_What needs to be done_. Would you please report how many lines of the listing contain "finger"? Reply with that number only.

----------------------------------------

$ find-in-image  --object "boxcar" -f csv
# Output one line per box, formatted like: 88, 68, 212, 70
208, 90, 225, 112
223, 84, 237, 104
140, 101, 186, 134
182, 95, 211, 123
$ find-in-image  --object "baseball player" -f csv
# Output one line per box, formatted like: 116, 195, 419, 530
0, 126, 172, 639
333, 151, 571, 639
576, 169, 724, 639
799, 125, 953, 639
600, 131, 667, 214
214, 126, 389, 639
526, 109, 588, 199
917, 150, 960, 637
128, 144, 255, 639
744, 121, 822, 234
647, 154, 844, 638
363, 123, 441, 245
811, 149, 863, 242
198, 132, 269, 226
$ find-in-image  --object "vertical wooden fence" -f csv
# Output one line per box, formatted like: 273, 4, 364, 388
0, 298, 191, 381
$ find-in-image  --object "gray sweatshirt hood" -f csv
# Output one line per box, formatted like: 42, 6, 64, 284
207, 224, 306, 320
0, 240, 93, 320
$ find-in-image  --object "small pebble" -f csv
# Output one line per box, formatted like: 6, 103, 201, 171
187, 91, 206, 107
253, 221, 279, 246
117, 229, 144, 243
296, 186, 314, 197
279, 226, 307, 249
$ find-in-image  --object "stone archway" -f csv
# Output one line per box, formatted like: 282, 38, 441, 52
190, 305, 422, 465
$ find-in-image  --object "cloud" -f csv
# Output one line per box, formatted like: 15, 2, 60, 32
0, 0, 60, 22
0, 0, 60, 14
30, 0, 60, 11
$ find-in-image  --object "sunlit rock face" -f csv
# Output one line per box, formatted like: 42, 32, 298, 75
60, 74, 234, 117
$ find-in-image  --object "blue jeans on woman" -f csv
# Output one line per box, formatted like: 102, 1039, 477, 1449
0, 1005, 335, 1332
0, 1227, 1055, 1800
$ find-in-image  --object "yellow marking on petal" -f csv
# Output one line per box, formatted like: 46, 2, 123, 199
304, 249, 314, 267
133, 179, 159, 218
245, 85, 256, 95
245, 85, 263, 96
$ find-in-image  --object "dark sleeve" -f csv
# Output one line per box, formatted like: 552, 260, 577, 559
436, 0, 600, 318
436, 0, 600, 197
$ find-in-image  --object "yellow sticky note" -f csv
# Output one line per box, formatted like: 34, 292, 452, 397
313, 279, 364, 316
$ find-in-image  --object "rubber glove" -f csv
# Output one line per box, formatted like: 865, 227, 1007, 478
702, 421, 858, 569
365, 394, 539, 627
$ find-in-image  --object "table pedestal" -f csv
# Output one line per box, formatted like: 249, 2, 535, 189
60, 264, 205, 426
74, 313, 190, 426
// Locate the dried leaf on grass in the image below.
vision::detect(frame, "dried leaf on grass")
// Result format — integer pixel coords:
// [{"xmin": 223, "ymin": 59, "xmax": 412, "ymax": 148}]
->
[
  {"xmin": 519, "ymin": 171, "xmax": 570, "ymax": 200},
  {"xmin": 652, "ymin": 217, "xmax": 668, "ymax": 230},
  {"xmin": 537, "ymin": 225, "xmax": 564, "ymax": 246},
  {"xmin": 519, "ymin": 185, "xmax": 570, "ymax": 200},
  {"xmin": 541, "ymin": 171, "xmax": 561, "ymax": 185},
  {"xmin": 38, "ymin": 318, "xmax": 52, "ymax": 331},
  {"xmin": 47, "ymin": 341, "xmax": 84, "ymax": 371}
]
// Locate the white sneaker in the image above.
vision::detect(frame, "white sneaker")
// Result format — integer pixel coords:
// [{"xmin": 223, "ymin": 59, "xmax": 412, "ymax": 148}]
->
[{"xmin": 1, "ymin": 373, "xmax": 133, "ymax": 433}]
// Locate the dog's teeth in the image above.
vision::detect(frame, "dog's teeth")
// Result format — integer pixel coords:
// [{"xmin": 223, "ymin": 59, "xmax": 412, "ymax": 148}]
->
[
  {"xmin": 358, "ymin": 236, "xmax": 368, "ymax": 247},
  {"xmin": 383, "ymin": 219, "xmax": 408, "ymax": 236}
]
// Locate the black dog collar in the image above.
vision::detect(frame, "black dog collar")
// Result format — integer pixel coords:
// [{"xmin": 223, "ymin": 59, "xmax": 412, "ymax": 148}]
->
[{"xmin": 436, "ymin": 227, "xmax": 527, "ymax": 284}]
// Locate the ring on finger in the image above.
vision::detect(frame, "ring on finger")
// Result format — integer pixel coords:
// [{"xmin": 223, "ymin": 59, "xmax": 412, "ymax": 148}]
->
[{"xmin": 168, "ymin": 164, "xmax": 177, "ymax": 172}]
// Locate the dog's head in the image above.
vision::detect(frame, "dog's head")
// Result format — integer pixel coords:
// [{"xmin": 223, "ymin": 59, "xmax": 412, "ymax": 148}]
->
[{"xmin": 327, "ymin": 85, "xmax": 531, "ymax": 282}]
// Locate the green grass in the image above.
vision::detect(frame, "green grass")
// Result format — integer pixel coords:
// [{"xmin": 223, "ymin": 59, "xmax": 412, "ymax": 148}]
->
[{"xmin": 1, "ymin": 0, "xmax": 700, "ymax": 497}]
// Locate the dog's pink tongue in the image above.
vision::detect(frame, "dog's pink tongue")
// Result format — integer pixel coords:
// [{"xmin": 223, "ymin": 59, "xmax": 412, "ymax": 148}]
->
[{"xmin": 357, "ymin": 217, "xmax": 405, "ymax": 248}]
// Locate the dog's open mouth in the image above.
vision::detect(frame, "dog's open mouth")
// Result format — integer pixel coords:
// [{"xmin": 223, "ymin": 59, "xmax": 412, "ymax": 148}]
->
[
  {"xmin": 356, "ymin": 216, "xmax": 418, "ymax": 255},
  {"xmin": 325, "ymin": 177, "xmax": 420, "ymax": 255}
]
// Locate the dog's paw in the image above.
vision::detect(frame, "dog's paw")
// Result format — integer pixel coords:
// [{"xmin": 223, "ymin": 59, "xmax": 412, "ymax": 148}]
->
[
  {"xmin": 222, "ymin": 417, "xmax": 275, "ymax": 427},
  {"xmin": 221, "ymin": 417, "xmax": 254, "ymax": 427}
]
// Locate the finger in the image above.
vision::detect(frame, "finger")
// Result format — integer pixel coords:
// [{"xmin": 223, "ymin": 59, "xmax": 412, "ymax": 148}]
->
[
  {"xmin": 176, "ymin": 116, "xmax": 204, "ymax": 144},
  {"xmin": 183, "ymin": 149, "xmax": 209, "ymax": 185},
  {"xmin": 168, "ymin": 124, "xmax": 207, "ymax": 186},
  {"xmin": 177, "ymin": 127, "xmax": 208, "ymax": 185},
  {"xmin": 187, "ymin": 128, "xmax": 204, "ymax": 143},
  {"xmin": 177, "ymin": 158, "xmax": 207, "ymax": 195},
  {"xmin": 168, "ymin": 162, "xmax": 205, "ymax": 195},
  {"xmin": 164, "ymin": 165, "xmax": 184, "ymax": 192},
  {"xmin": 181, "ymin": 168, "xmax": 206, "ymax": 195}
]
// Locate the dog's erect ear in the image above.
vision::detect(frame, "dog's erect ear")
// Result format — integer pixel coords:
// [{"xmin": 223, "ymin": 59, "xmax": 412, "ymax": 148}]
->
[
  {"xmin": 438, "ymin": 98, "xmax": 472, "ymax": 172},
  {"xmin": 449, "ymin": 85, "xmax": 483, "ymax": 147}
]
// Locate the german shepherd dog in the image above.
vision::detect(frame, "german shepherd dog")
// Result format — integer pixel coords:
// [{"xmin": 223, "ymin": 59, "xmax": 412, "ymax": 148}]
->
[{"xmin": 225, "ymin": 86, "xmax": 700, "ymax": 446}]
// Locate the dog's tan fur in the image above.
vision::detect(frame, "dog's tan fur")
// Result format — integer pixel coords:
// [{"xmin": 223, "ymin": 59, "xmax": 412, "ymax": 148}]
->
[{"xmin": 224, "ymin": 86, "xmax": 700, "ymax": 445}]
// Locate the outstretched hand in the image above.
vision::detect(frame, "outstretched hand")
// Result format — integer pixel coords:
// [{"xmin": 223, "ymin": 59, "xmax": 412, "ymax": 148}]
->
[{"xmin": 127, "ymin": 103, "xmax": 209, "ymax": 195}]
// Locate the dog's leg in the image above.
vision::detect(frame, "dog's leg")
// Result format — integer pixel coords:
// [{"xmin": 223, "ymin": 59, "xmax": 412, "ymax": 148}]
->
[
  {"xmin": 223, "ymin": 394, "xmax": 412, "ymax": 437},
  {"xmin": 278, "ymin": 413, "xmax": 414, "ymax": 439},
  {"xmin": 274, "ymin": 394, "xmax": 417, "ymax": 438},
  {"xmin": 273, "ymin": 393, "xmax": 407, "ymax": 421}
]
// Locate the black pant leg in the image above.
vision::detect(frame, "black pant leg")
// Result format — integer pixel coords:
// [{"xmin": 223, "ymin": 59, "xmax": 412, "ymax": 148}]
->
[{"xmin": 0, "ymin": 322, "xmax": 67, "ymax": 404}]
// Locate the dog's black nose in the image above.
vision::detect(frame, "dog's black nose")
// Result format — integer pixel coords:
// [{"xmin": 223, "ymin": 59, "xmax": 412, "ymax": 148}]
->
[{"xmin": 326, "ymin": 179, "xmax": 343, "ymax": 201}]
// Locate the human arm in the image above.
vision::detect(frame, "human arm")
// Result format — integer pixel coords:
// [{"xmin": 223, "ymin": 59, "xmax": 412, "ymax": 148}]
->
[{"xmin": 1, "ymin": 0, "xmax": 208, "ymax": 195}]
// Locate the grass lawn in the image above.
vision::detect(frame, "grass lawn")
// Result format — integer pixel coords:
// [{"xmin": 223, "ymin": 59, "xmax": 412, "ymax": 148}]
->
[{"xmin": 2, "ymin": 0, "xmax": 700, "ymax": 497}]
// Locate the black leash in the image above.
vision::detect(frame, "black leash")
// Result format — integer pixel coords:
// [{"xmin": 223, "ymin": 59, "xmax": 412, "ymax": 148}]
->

----------------------------------------

_The completed task_. 4